Excerpts from a pointing dataset:
-----

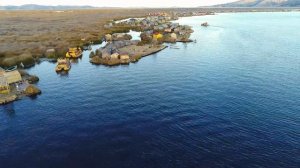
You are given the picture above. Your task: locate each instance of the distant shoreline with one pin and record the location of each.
(26, 35)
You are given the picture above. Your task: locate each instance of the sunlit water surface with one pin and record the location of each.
(230, 100)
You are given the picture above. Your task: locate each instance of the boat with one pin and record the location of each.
(63, 64)
(74, 53)
(12, 68)
(205, 24)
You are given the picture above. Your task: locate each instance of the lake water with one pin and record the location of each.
(230, 100)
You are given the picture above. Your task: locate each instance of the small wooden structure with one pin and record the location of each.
(157, 36)
(4, 86)
(12, 76)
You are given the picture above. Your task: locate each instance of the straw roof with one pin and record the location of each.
(12, 76)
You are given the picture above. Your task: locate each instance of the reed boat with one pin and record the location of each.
(74, 53)
(63, 64)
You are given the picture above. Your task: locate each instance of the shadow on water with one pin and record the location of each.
(9, 109)
(63, 73)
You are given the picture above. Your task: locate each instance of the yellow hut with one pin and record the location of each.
(4, 86)
(12, 76)
(157, 36)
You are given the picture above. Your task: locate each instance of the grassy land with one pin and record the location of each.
(26, 35)
(33, 32)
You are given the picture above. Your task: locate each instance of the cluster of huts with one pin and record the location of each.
(159, 28)
(155, 30)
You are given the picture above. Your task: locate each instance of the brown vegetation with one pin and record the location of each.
(34, 32)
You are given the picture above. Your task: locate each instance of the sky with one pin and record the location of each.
(119, 3)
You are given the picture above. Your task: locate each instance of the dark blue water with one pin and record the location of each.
(230, 100)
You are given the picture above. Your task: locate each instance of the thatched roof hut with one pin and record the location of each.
(4, 86)
(11, 76)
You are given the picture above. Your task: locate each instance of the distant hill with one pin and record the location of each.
(263, 3)
(42, 7)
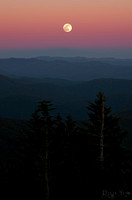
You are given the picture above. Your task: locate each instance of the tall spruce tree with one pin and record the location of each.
(106, 136)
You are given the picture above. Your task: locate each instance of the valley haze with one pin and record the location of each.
(69, 82)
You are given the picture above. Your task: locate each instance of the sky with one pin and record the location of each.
(100, 27)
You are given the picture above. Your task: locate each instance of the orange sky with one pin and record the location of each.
(38, 23)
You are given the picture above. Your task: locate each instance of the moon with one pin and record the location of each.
(67, 27)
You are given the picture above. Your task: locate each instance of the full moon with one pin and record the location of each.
(67, 27)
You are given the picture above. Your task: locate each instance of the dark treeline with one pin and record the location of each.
(63, 159)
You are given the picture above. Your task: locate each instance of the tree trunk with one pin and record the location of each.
(102, 134)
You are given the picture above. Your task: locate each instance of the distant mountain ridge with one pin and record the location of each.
(75, 69)
(19, 97)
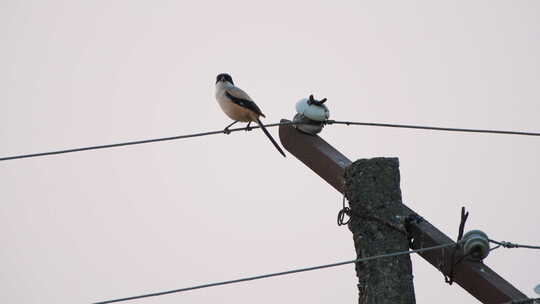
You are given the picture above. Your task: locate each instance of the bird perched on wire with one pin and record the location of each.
(239, 106)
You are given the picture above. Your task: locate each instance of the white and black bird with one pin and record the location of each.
(239, 106)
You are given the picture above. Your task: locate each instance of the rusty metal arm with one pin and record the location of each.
(475, 277)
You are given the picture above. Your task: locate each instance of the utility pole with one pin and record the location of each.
(372, 188)
(474, 276)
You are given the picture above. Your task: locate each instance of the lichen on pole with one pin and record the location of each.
(372, 188)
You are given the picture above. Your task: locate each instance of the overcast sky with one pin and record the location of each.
(112, 223)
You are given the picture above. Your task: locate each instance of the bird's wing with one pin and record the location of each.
(242, 99)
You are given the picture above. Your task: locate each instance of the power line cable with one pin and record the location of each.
(328, 122)
(512, 245)
(372, 124)
(277, 274)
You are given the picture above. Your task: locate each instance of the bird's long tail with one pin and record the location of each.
(270, 137)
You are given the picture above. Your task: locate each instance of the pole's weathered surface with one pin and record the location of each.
(372, 188)
(475, 277)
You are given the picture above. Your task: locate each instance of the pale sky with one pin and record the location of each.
(98, 225)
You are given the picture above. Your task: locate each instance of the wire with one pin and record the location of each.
(278, 273)
(372, 124)
(328, 122)
(512, 245)
(138, 142)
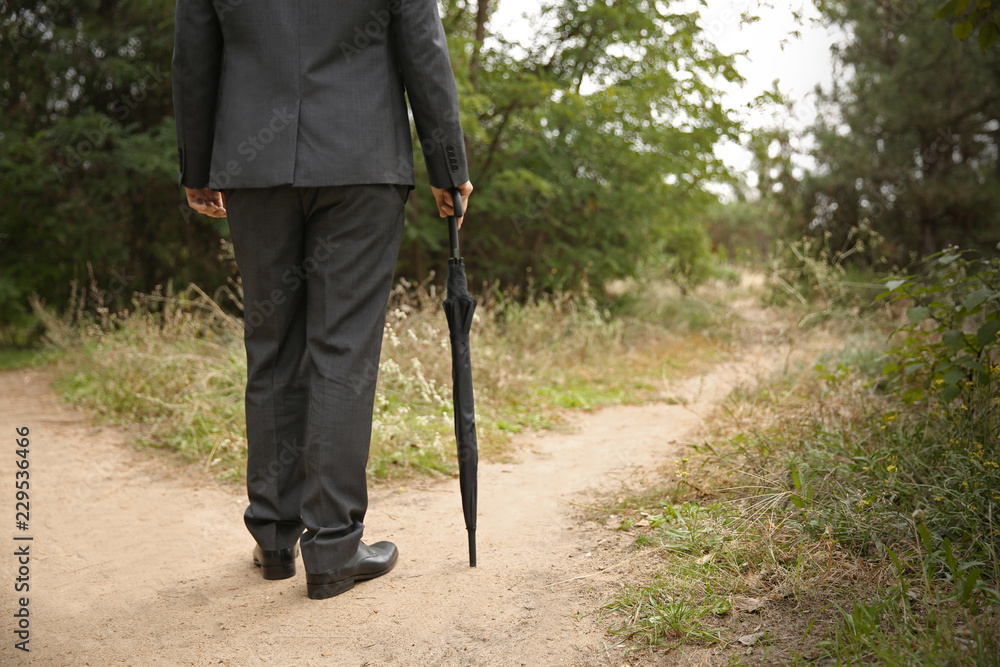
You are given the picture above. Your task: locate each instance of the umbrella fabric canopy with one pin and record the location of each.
(459, 308)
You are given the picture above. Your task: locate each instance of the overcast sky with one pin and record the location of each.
(774, 51)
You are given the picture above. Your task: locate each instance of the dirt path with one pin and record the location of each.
(139, 561)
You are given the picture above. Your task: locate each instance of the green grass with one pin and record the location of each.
(174, 370)
(865, 528)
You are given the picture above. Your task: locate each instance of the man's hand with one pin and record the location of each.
(210, 202)
(445, 206)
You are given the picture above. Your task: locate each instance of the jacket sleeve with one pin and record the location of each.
(422, 57)
(197, 63)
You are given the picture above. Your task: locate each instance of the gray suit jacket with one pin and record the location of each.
(311, 93)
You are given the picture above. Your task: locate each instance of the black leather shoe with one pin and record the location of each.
(279, 564)
(369, 562)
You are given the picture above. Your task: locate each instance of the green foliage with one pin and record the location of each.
(173, 366)
(877, 516)
(908, 144)
(950, 341)
(88, 155)
(972, 15)
(811, 271)
(588, 146)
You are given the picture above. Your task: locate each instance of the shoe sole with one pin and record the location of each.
(273, 572)
(324, 591)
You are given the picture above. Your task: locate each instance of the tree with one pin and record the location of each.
(908, 140)
(973, 15)
(87, 150)
(589, 148)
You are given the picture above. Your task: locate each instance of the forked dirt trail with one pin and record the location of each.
(137, 560)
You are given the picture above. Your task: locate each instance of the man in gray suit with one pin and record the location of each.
(292, 121)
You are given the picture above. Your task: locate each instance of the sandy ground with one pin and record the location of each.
(138, 560)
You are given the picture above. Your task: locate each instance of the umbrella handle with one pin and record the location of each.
(456, 199)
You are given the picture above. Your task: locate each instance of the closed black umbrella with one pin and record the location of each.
(459, 308)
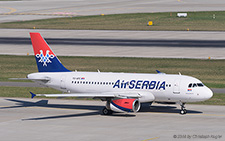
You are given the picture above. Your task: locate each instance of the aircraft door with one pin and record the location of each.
(63, 82)
(176, 87)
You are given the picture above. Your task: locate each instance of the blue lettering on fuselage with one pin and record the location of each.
(140, 84)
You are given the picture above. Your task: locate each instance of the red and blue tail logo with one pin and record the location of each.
(46, 60)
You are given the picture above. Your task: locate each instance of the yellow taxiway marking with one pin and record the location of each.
(12, 10)
(151, 139)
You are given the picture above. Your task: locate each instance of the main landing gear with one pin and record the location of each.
(105, 111)
(183, 110)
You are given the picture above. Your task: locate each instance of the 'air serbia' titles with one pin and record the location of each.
(140, 84)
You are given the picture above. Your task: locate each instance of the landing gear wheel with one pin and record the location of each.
(105, 111)
(183, 110)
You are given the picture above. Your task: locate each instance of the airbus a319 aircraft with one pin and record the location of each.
(123, 92)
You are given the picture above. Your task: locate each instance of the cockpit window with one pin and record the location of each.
(190, 85)
(195, 85)
(200, 84)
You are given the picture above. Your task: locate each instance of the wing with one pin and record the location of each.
(93, 95)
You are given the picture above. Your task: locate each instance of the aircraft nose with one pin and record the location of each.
(208, 94)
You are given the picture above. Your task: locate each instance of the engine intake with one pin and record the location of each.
(124, 105)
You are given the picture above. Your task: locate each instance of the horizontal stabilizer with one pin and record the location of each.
(159, 72)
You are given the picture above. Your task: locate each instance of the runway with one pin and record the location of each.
(30, 84)
(26, 119)
(36, 9)
(106, 43)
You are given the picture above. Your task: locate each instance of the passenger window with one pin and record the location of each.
(189, 86)
(200, 85)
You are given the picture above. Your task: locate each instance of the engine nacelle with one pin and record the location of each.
(123, 105)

-----

■ **REQUIRED TASK**
Can you copy, word for word, the lines of the material from the line with "of the passenger" through the end of the material?

■ **EXERCISE ANSWER**
You are given the picture above. Your task: locate each instance of the passenger window with one pin and record the location of each.
(189, 86)
(200, 85)
You are given the picture above. Your task: locate each instance of the engine nacelle with one pin and record the location of each.
(123, 105)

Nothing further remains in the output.